--- Texte à lire ---
---*---

Depuis les tribulations péquistes du printemps 2011, il ne se passe pas une semaine sans qu’il ne soit question d’alliances entre les principaux partis souverainistes. La fondation d’Option nationale, par Jean-Martin Aussant, a été perçue — assez justement, sans doute —, comme un nouvel élément de confusion au sein d’un électorat progressiste-souverainiste déjà assez divisé depuis l’apparition de Québec solidaire sur la scène politique. On a assisté depuis, non sans sourire un peu, à une multiplication d’initiatives et d’appellations visant à rassembler les troupes.
Reste que malgré toutes ces tables de concertation toujours plus «nouvelles» et «convergentes», les partis politiques demeurent le principal lieu d’engagement et d’action pour qui veut faire du Québec un pays, et qu’un vote divisé entre trois partis souverainistes ne peut qu’affaiblir l’option elle-même. On peut dire à ce titre qu’Option nationale a fait son lit en faisant de la souveraineté son idée maîtresse tout en demeurant ouvert à une ou des alliances avec des partis prêts à travailler sérieusement à la réalisation de ce projet. On pourrait même dire qu’en quittant le PQ, Aussant a emporté avec lui l’article 1 du PQ — réaliser la souveraineté —, mais qu’il pourrait bien le ramener, voire le partager, si d’aventure on en voulait encore. Ainsi, des alliances électorales seraient toujours possibles pour ON afin de faire élire le plus grand nombre de députés souverainistes possible, une condition essentielle et nécessaire si on souhaite réaliser la souveraineté du Québec.
Pour Québec solidaire, qui tenait son congrès la fin de semaine dernière, les choses sont un peu plus compliquées, et c’est seul que le parti se baladera dans les sentiers accidentés de la question nationale. Impossible pour eux de faire des alliances, et surtout pas avec le PQ. Un tel choix s’explique assez aisément. QS, dans son ADN politique, se trouve en rupture complète avec une certaine bourgeoisie péquiste. Une rupture idéologique profonde enracinée au sein des divers groupes qui ont pris part à la fondation d’abord de l’UFP et ensuite de Québec solidaire. On pense notamment au Nouveau Parti démocratique du Québec (NPDQ), au Parti communiste du Québec (PCQ) et au Rassemblement pour l’alternative progressiste (RAP).

---*---

--- Données sources ---
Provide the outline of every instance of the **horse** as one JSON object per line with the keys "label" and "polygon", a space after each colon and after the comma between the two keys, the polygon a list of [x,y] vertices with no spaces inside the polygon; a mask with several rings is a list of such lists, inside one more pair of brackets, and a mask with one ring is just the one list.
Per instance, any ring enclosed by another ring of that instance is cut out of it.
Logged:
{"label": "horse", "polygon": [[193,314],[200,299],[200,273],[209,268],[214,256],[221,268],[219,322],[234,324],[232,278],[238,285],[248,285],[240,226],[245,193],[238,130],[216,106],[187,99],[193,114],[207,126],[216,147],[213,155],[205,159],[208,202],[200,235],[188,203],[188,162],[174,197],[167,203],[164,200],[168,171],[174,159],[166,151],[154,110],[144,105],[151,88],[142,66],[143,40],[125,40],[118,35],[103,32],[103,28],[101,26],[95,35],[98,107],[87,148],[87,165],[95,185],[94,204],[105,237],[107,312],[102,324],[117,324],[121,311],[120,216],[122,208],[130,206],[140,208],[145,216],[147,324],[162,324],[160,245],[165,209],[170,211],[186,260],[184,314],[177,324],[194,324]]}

---*---

--- Objectif ---
Reproduisez le texte sur les alliances souverainistes de « Depuis les tribulations » à « rassembler les troupes. », en renommant « Option nationale » en « ON ». Les données n'ont aucun rapport avec le texte.

--- Solution ---
Depuis les tribulations péquistes du printemps 2011, il ne se passe pas une semaine sans qu’il ne soit question d’alliances entre les principaux partis souverainistes. La fondation d’ON, par Jean-Martin Aussant, a été perçue — assez justement, sans doute —, comme un nouvel élément de confusion au sein d’un électorat progressiste-souverainiste déjà assez divisé depuis l’apparition de Québec solidaire sur la scène politique. On a assisté depuis, non sans sourire un peu, à une multiplication d’initiatives et d’appellations visant à rassembler les troupes.